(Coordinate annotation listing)
====================

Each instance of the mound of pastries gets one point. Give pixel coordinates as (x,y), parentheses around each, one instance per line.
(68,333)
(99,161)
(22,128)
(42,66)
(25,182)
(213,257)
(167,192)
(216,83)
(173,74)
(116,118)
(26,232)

====================

→ Goal: Render every line of the listing above as a Markdown table with the columns "Row" and "Line", numbering the rows in order and omitting any blank lines.

→ Correct answer:
| Row | Line |
|---|---|
| 1 | Each instance of the mound of pastries gets one point. Give pixel coordinates as (x,y), parentheses around each, one instance per line. |
| 2 | (68,333) |
| 3 | (99,161) |
| 4 | (22,128) |
| 5 | (42,66) |
| 6 | (25,182) |
| 7 | (213,257) |
| 8 | (167,192) |
| 9 | (216,83) |
| 10 | (173,74) |
| 11 | (116,118) |
| 12 | (26,232) |